**** MATERIAL SUPPLIED

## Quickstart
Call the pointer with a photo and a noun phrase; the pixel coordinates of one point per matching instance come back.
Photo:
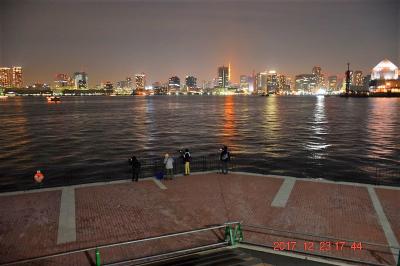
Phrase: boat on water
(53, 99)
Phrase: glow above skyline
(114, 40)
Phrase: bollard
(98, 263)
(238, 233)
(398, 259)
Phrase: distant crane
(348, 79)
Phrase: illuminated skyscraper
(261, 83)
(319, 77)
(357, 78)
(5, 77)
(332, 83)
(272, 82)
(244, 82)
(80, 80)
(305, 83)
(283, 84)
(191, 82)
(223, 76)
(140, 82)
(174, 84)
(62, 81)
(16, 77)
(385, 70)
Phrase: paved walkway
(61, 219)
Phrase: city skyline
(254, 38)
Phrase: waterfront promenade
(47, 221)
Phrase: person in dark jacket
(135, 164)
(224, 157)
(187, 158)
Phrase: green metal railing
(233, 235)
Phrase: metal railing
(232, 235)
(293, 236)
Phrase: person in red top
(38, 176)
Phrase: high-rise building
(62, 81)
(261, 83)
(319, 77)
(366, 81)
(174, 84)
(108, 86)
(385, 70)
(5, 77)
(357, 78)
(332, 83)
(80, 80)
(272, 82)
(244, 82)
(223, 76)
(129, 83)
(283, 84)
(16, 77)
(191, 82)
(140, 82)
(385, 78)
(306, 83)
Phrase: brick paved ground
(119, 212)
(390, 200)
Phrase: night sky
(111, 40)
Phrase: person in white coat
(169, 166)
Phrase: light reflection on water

********

**WHAT THIS TASK INVOLVES**.
Leave the pictures out and print every record exactly.

**EXERCISE RESPONSE**.
## Quickstart
Call the pointer with a photo and a noun phrase; the pixel coordinates of one point per matching instance come back.
Photo:
Phrase: boat on water
(53, 99)
Phrase: glow above skyline
(114, 40)
Phrase: bollard
(98, 263)
(238, 233)
(398, 259)
Phrase: distant crane
(348, 79)
Phrase: illuminated skyscraper
(261, 83)
(319, 77)
(357, 78)
(5, 77)
(332, 83)
(272, 82)
(244, 82)
(80, 80)
(305, 83)
(283, 84)
(191, 82)
(223, 76)
(140, 82)
(174, 84)
(62, 81)
(16, 77)
(385, 70)
Phrase: paved walkway
(61, 219)
Phrase: city skyline
(254, 38)
Phrase: waterfront promenade
(47, 221)
Phrase: person in dark jacket
(135, 164)
(224, 157)
(187, 158)
Phrase: green metal railing
(233, 235)
Phrase: metal railing
(232, 235)
(293, 236)
Phrase: person in red top
(38, 176)
Phrase: high-rise building
(62, 81)
(261, 83)
(319, 77)
(366, 81)
(174, 84)
(108, 86)
(385, 70)
(5, 77)
(357, 78)
(332, 83)
(80, 80)
(272, 82)
(244, 82)
(223, 76)
(129, 83)
(283, 84)
(16, 77)
(191, 82)
(140, 82)
(385, 78)
(306, 83)
Phrase: brick paved ground
(119, 212)
(390, 200)
Phrase: night sky
(111, 40)
Phrase: person in white coat
(169, 166)
Phrase: light reflection on water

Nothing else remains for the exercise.